▸ **Source data**:
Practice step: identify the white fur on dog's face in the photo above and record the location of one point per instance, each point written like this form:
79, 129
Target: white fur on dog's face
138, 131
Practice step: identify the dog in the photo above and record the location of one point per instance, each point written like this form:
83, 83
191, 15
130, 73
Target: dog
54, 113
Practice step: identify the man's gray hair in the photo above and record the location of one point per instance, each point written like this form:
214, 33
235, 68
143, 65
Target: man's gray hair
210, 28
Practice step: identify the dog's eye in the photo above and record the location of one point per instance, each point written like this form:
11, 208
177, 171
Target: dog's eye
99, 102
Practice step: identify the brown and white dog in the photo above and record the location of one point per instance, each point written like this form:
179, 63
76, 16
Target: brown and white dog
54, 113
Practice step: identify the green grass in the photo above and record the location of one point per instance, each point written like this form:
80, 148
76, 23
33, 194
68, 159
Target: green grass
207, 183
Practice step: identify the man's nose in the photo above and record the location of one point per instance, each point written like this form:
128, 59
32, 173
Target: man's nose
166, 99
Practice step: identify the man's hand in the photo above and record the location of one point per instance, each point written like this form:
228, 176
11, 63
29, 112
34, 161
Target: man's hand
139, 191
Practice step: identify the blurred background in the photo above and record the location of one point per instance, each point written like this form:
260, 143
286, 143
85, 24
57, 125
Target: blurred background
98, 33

▸ **Stated exercise**: Make an exact copy of the listing, including every line.

▸ **Complete answer**:
Practice step: identify the white fur on dog's face in the photo above and record the location of one point per instance, each point written like this form:
79, 129
Target: white fur on dog's face
138, 131
Practice step: identify the dog in the photo above and record the location of one point per instance, each point written like this form:
83, 83
191, 15
130, 73
Target: dog
54, 113
Practice step: identify the man's gray hair in the photo above and record the location of one point per instance, each point written like this form:
214, 33
235, 68
143, 65
Target: man's gray hair
210, 28
Practice step: identify the dog's eye in the photo above and record the location of one point per instance, each point written like this form:
11, 208
177, 171
Target: dog's eye
99, 102
Practice step: identify the brown and white dog in the photo above and record the location of one point per instance, each point written like this form:
179, 63
76, 16
Target: brown and white dog
54, 113
Practice step: identify the green grass in the photo above and record the location of one point per instance, each point written like this form:
80, 148
76, 23
33, 194
68, 159
Target: green grass
207, 183
Practice step: identify the man's nose in the photo above and record the location of one point per instance, each point written like this form:
128, 59
32, 173
Target: man's nose
166, 99
Practice step: identify the man's hand in the photo above and record the location of one point per instance, each point written like this form:
228, 176
11, 63
29, 112
34, 161
Target: man's hand
139, 191
Practice step: identify the blurred background in the photo above and record the location of one point per instance, each point written like this form:
260, 143
286, 143
85, 24
57, 125
Target: blurred background
98, 33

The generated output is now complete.